Stored records
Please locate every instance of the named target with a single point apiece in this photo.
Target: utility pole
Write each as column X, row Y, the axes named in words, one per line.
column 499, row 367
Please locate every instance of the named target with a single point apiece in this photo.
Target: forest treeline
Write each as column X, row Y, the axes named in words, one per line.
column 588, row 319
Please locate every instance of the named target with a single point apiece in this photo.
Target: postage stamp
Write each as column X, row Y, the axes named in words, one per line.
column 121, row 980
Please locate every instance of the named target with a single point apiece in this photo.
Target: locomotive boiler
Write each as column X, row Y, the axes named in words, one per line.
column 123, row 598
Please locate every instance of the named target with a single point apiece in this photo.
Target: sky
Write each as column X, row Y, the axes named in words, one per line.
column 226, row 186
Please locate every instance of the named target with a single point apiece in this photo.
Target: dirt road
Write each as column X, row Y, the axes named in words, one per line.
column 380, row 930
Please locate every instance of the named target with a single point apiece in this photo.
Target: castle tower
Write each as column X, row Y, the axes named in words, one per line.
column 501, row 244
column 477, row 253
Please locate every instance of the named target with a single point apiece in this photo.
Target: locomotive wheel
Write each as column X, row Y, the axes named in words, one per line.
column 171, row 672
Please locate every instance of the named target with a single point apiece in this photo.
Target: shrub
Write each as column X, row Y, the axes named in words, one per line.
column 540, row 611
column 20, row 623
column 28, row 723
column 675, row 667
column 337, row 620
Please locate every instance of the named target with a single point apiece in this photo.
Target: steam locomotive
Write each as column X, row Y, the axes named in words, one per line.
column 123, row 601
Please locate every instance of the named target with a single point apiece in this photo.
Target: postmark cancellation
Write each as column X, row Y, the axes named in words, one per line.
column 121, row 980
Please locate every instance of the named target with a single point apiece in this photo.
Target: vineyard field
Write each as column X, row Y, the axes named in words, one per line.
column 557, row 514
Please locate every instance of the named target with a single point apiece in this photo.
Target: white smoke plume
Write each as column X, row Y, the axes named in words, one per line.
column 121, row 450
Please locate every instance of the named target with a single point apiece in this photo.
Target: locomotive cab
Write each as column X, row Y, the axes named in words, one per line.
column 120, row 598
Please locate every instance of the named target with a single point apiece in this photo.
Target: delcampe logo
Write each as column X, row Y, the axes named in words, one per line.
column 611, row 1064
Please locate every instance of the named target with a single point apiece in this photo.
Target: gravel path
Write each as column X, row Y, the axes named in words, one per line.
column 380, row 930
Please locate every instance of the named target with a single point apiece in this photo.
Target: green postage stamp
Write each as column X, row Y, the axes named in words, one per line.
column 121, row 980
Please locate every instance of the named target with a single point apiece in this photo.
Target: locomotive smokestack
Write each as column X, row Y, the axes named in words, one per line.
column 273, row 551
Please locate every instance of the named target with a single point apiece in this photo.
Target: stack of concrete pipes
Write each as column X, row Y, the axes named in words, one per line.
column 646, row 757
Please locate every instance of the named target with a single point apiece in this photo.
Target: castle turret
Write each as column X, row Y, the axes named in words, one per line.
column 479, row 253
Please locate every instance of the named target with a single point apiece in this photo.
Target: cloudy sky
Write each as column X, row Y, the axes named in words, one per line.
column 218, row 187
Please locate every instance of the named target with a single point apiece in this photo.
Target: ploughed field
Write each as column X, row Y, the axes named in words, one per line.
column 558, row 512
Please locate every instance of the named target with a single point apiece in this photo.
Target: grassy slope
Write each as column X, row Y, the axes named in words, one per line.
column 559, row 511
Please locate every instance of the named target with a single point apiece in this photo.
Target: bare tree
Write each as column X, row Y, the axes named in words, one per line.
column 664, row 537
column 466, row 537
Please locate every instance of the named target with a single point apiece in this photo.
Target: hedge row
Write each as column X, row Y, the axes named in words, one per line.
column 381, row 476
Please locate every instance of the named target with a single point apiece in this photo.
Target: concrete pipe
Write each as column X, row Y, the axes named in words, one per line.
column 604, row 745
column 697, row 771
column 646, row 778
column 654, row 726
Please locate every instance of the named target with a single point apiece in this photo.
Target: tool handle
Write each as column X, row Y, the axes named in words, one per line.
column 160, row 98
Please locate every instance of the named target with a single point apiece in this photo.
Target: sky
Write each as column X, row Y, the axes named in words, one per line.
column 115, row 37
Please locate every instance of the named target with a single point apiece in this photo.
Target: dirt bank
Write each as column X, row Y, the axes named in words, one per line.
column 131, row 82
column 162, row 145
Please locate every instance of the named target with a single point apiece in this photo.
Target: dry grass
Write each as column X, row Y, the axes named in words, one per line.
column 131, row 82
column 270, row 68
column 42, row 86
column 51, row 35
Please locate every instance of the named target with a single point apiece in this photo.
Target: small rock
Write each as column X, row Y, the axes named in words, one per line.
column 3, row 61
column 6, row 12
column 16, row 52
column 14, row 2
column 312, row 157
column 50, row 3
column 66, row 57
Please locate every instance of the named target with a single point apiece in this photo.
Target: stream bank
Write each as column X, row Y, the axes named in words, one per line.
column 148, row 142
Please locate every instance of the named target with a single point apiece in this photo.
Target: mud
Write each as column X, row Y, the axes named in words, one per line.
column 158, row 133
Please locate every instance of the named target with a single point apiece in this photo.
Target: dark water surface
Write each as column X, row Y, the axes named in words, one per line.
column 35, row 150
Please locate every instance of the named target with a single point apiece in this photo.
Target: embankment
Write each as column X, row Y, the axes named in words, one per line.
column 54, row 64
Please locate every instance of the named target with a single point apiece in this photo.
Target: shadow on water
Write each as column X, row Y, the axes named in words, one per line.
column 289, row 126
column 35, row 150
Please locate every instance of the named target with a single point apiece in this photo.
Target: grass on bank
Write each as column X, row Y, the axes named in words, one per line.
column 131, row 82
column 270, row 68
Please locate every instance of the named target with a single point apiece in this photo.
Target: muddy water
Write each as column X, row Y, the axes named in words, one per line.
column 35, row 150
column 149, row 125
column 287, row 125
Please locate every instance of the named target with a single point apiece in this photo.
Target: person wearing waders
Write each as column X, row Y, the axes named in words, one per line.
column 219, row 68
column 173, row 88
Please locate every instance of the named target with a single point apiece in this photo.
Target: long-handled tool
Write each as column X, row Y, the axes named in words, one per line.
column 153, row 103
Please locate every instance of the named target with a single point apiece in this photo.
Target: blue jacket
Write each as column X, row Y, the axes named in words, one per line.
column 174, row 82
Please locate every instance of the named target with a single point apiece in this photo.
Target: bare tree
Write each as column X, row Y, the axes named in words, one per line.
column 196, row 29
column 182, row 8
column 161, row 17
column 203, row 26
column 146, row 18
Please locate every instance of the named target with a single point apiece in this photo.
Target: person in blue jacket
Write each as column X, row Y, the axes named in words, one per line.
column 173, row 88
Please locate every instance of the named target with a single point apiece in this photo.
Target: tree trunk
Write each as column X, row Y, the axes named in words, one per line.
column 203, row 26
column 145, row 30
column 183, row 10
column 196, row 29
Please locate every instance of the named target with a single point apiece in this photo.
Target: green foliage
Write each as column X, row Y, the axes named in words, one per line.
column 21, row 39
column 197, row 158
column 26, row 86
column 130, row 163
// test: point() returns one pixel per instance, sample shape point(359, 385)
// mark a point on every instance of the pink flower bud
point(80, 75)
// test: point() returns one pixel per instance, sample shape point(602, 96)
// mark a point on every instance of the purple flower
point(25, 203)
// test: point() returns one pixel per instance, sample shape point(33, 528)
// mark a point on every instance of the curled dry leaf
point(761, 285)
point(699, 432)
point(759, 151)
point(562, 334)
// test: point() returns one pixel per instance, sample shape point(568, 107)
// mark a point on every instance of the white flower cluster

### Work item
Would you transcribe every entry exactly, leaving nothing out?

### Task answer
Please locate every instance of the named target with a single point apiece in this photo.
Target: utility pole
Write each as column X, row Y, the axes named in words, one per line.
column 499, row 367
Please locate every instance of the named target with a single point apiece in this photo.
Target: forest treeline
Write each as column X, row Y, the axes named in words, one per line.
column 588, row 319
Please locate every instance of the named target with a single point apiece in this photo.
Target: postage stamp
Write each as column X, row Y, the axes named in words, one per line.
column 121, row 980
Please locate every instance of the named target with a single point apiece in this photo.
Target: locomotive boiler
Write each as column X, row Y, the axes named in words, one per line.
column 123, row 598
Please locate every instance of the named target with a single point apiece in this photo.
Target: sky
Write each as column X, row Y, the axes named in words, one per line.
column 226, row 186
Please locate every instance of the named target with a single point apiece in this photo.
Target: dirt road
Write each as column X, row Y, the axes named in words, one per line.
column 380, row 930
Please locate every instance of the named target with a single point apiece in this photo.
Target: castle tower
Write each as column X, row Y, the axes named in words, one per line.
column 501, row 244
column 477, row 253
Please locate every instance of the named target with a single point apiece in this photo.
Target: locomotive wheel
Write each as column X, row Y, the axes named in words, one per line.
column 171, row 672
Please locate every instance of the named target with a single point apiece in this photo.
Target: shrub
Write each as column X, row Y, the axes named in words, one per line.
column 540, row 611
column 20, row 623
column 28, row 723
column 675, row 667
column 337, row 620
Please locate every instance of the named target with a single point apiece in this photo.
Target: steam locomotive
Write each as column X, row Y, the axes named in words, one per line.
column 123, row 601
Please locate every instance of the named target with a single point apiece in this photo.
Target: postmark cancellation
Write each as column X, row Y, the axes named in words, one per line.
column 121, row 980
Please locate every instance of the named target with a single point apiece in this photo.
Target: vineyard field
Write each as column X, row Y, the axes named in words, one per line.
column 557, row 514
Please locate every instance of the named target with a single point apiece in this photo.
Target: white smoke plume
Write each as column X, row Y, the axes named in words, one per line.
column 121, row 450
Please locate every instance of the named target with a single point apiece in this photo.
Target: locomotive cab
Write each as column X, row Y, the axes named in words, one per line.
column 120, row 598
Please locate every instance of the named target with a single point apiece in this photo.
Target: delcampe logo
Write each as column X, row Y, the axes named in words, one per line.
column 611, row 1064
Please locate every instance of the named target with a single point apiece in this photo.
Target: gravel path
Write each as column X, row Y, the axes named in words, one per line.
column 380, row 930
Please locate every instance of the named target with a single point apiece in this photo.
Target: green postage stamp
Write each as column X, row Y, the axes named in words, one per line.
column 121, row 980
Please locate every instance of the named target with a single point apiece in this photo.
Target: locomotive smokestack
Write each as column X, row Y, the axes named in words, one per line.
column 273, row 551
Please locate every instance of the named target with a single point apiece in this photo.
Target: stack of concrete pipes
Write each as column X, row Y, the axes named in words, one per line.
column 646, row 757
Please locate every instance of the named target with a single point apiece in this photo.
Target: castle turret
Write each as column X, row Y, the axes named in words, one per line.
column 479, row 253
Please locate every instance of the named target with a single point apiece in this photo.
Target: cloudy sky
Write each as column X, row Y, the axes named in words, one per line.
column 218, row 187
Please locate every instance of the named target with a single point apiece in this photo.
Target: ploughed field
Write each as column X, row Y, the axes named in words, one per line.
column 558, row 512
Please locate every instance of the named target with a single point apiece in this photo.
Target: grassy slope
Write each as column X, row Y, the axes named in words, one per line.
column 559, row 511
Please locate every instance of the named target with a single point apiece in this photo.
Target: bare tree
Write each as column X, row Y, the axes named in words, one per line.
column 664, row 537
column 466, row 537
Please locate every instance of the named target with a single point apiece in this photo.
Target: hedge row
Write each as column X, row Y, the axes named in words, one per line.
column 381, row 476
Please locate every instance of the named target with a single point apiece in this photo.
Target: concrete pipe
Write each as column X, row Y, the axes named in words, one per line.
column 604, row 745
column 697, row 771
column 646, row 778
column 654, row 726
Please locate every instance of the named target with a single point apiece in this photo.
Target: tool handle
Write each as column X, row Y, the axes named in words, one per line.
column 160, row 98
Please locate every instance of the named target with a single point apiece in this photo.
Target: sky
Write each as column X, row Y, the axes named in words, one per line.
column 115, row 37
Please locate every instance of the named target with a single point apiece in this photo.
Target: dirt bank
Write each as column X, row Y, the axes named in words, one per line.
column 131, row 82
column 162, row 145
Please locate every instance of the named target with a single point apiece in this photo.
Target: dry grass
Write each as column X, row Y, the axes named in words, one per line.
column 131, row 82
column 270, row 68
column 42, row 86
column 51, row 35
Please locate every instance of the named target with a single point apiece in this photo.
Target: small rock
Write each as column X, row Y, the axes named in words, one per line.
column 3, row 61
column 6, row 12
column 16, row 52
column 14, row 2
column 312, row 157
column 50, row 3
column 66, row 57
Please locate every instance of the named target with a single point apiece in this photo.
Target: stream bank
Write each as column X, row Y, the axes named in words, one per line.
column 148, row 142
Please locate every instance of the named target with a single point apiece in this photo.
Target: mud
Write each as column X, row Y, the axes named in words, one per line.
column 158, row 133
Please locate every instance of the named target with a single point apiece in this photo.
Target: dark water surface
Write each as column X, row Y, the axes named in words, one per line.
column 35, row 150
Please locate every instance of the named target with a single point apiece in this photo.
Target: embankment
Write each as column X, row Y, the axes named in words, one per line.
column 54, row 64
Please locate every instance of the named target with a single point apiece in this photo.
Target: shadow on water
Write each as column X, row Y, the axes named in words, one per line.
column 289, row 126
column 35, row 150
Please locate every instance of the named target with a single point apiece in this photo.
Target: grass on bank
Write each as column X, row Y, the axes named in words, one per line.
column 131, row 82
column 270, row 68
Please locate every instance of the named target with a single point apiece in this photo.
Target: muddy water
Write each as column X, row Y, the axes named in words, one per line.
column 35, row 150
column 149, row 125
column 287, row 125
Please locate every instance of the named target with a single point apiece in this photo.
Target: person wearing waders
Write each as column X, row Y, the axes named in words, one per line.
column 219, row 68
column 173, row 88
Please locate every instance of the named target with a single point apiece in this photo.
Target: long-handled tool
Write each as column X, row Y, the axes named in words, one per line.
column 153, row 103
Please locate every instance of the named target with a single point apiece in this photo.
Target: blue jacket
Write each as column X, row Y, the axes named in words, one per line.
column 174, row 82
Please locate every instance of the named target with a single point apiece in this photo.
Target: bare tree
Write each as column X, row Y, the axes named in words, one per line.
column 196, row 29
column 182, row 8
column 161, row 17
column 203, row 26
column 146, row 18
Please locate every instance of the named target with a single point apiece in this photo.
Target: person in blue jacket
Write each as column X, row Y, the axes named in words, one per line.
column 173, row 88
Please locate every instance of the named target with a single point apiece in this photo.
Target: tree trunk
Write each as column X, row Y, the axes named in words, one per line.
column 203, row 26
column 145, row 30
column 183, row 10
column 196, row 29
Please locate every instance of the named target with a single point apiece in this photo.
Target: green foliage
Write each as column X, row Y, the axes named in words, one per line.
column 21, row 39
column 197, row 158
column 26, row 86
column 130, row 163
// test: point() returns one pixel per instance, sample shape point(359, 385)
// mark a point on every instance of the pink flower bud
point(80, 75)
// test: point() returns one pixel per instance, sample shape point(602, 96)
// mark a point on every instance of the purple flower
point(25, 203)
// test: point() returns one pixel per instance, sample shape point(33, 528)
// mark a point on every instance of the curled dry leaf
point(761, 285)
point(699, 432)
point(759, 151)
point(562, 334)
// test: point() returns one pixel per instance, sample shape point(568, 107)
// mark a point on every instance of the white flower cluster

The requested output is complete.